* **EXERCÍCIO CURTO**: Transcreva, sem qualquer alteração, a parte do texto sobre a Guinness e a produtividade irlandesa que começa em "Crowe diz que" e vai até "do que outros.".

* **TRECHO SELECIONADO**:

• • • •

Não muito longe do trânsito do The Liberties, um bairro histórico da classe trabalhadora em Dublin, fica a grande fábrica de uma das marcas mais famosas da Irlanda: a Guinness.
A famosa cerveja é produzida nessa fábrica desde que seu criador, Arthur Guinness, adquiriu o prédio em ruínas em 1759. Mas, agora, a tradicional cerveja escura é produzida em um enorme complexo de prédios, ligados por tubos metálicos, ao ritmo do som de barris transportados em empilhadeiras.
A fábrica, de propriedade da multinacional de bebidas Diageo, pode parecer muito distante do início da Guinness, mas Aidan Crowe, diretor de operações de cerveja, diz que o processo básico da cervejaria não mudou muito. "Nosso processo principal é, na verdade, muito semelhante aos processos que Arthur Guinness teria usado."
A Brew House, em St Jame's Gate, no cais de Dublin, foi inaugurada em 2013 e era a mais eficiente do mundo na época, diz Crowe. Atualmente, a cervejaria produz 3,5 milhões de pints por dia – o equivalente a 1,3 bilhão de pints anualmente (um pint equivale a 0,56 litros). Pint é o tamanho de um copo de cerveja mais comum na Irlanda.
"A tecnologia nos permitiu ser muito mais eficientes, mudando a forma como lidamos com coisas como água fria, utilização de vapor, utilização de eletricidade, e outras coisas", diz ele.
Crowe diz que novas atualizações ainda serão feitas.
"Você define metas para si mesmo, talvez metas de cinco ou dez anos. Mas quando você atinge esses marcos, de repente descobre que o horizonte mudou", acrescenta.
O impulso das multinacionais
Com recursos enormes, empresas gigantes como a Diageo conseguem ampliar suas ambições. Mas não é apenas a Diageo. A economia da Irlanda está se beneficiando de ser o país-sede de muitas empresas multinacionais.
Segundo a Organização para a Cooperação e Desenvolvimento Econômico (OCDE), a Irlanda é o país mais produtivo do mundo.
Em termos econômicos, produtividade é quanto valor um trabalhador acrescenta aos bens e serviços que produz. E alguns trabalhadores estão em melhor posição para acrescentar valor do que outros.
Por exemplo, apesar de estar ocupado o dia todo, a produtividade de uma pessoa atrás do balcão de um café está limitada ao que as pessoas estão dispostas a pagar pela comida e bebida que vendem. Mas em uma empresa multinacional de tecnologia ou em uma empresa farmacêutica, os funcionários trabalham em produtos e serviços de maior valor agregado — o que os torna mais produtivos em termos de números oficiais.
Emma Howard, economista da Universidade de Tecnologia de Dublin, afirma que a Irlanda é um exemplo global "único", com a elevada concentração de empresas multinacionais ajudando a aumentar os números da produtividade.
"Se olharmos para a nossa produtividade total do trabalho, ela é duas vezes e meia superior à média da União Europeia", diz ela. "Mas se dividirmos isso em produtividade do trabalho interno e produtividade do setor externo, há enormes diferenças."

• • • •

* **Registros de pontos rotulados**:
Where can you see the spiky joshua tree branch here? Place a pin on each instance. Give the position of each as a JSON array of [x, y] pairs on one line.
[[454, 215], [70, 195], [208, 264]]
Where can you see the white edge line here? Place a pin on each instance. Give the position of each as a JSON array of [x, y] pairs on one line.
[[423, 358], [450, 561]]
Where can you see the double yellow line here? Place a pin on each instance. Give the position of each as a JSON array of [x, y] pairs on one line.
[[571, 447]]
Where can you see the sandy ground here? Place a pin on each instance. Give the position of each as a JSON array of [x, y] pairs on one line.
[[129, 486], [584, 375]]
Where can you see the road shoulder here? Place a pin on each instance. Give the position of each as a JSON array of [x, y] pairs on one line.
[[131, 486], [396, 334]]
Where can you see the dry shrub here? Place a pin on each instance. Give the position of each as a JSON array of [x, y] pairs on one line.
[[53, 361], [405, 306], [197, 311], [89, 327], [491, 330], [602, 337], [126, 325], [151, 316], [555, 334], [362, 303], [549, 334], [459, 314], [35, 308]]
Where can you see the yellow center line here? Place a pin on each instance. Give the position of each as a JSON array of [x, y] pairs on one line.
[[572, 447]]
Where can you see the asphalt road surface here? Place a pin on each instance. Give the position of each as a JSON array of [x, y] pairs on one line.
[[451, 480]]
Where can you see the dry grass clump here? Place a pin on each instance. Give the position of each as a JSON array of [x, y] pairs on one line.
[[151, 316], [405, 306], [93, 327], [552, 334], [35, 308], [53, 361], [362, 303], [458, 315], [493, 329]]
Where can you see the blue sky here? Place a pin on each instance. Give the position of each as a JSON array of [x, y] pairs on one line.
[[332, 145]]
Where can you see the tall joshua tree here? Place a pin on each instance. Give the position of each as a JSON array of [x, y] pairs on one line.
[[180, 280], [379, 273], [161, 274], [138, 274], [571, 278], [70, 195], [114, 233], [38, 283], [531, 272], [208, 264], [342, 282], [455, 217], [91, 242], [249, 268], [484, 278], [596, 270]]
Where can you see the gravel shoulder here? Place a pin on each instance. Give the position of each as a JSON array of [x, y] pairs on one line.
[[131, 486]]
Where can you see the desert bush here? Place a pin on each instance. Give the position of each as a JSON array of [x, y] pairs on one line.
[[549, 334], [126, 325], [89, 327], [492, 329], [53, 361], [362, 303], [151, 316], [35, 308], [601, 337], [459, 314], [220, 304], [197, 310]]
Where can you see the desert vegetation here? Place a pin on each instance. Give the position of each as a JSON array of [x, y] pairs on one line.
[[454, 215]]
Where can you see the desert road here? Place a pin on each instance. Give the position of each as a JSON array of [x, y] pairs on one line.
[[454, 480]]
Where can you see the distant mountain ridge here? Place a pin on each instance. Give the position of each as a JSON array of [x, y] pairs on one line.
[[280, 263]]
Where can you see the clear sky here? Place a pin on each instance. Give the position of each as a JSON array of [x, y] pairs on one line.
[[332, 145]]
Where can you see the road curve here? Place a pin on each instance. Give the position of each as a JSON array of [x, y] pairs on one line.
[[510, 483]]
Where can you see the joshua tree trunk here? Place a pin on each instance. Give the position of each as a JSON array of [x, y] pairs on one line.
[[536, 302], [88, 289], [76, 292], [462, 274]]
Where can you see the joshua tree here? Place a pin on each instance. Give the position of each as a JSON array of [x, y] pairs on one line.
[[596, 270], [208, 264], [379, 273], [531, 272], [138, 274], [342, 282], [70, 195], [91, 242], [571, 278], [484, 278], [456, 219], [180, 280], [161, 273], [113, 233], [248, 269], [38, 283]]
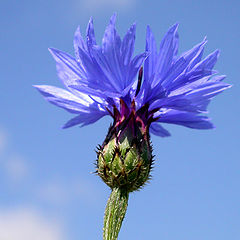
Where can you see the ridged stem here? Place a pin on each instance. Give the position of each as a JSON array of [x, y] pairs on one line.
[[114, 214]]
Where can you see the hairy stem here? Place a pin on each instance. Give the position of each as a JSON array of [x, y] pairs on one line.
[[114, 214]]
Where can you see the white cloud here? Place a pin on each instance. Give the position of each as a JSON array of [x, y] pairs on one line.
[[57, 192], [96, 4], [25, 224]]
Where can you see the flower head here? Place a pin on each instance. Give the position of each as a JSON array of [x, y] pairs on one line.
[[102, 80]]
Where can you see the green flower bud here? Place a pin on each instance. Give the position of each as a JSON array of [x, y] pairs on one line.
[[125, 158]]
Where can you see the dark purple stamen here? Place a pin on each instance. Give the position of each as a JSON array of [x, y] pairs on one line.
[[140, 73]]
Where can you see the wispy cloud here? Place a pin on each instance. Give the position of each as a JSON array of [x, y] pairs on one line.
[[59, 192], [16, 168], [26, 224]]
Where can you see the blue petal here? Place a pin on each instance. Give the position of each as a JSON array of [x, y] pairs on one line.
[[168, 49], [68, 69], [150, 63], [127, 47], [78, 42], [90, 34], [158, 130], [84, 119], [64, 99]]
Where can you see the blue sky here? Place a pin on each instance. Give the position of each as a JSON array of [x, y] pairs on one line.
[[47, 189]]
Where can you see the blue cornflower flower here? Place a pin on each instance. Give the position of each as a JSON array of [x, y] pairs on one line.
[[101, 80]]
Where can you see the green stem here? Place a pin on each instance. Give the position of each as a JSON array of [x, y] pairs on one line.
[[114, 214]]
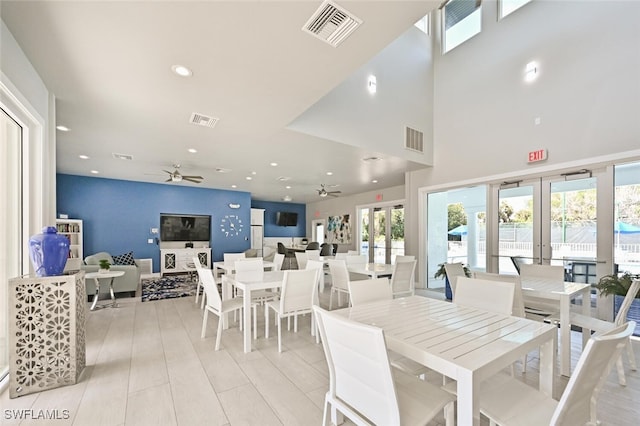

• • • •

* **RESPOSTA COMPLETA**:
Crowe diz que novas atualizações ainda serão feitas.
"Você define metas para si mesmo, talvez metas de cinco ou dez anos. Mas quando você atinge esses marcos, de repente descobre que o horizonte mudou", acrescenta.
O impulso das multinacionais
Com recursos enormes, empresas gigantes como a Diageo conseguem ampliar suas ambições. Mas não é apenas a Diageo. A economia da Irlanda está se beneficiando de ser o país-sede de muitas empresas multinacionais.
Segundo a Organização para a Cooperação e Desenvolvimento Econômico (OCDE), a Irlanda é o país mais produtivo do mundo.
Em termos econômicos, produtividade é quanto valor um trabalhador acrescenta aos bens e serviços que produz. E alguns trabalhadores estão em melhor posição para acrescentar valor do que outros.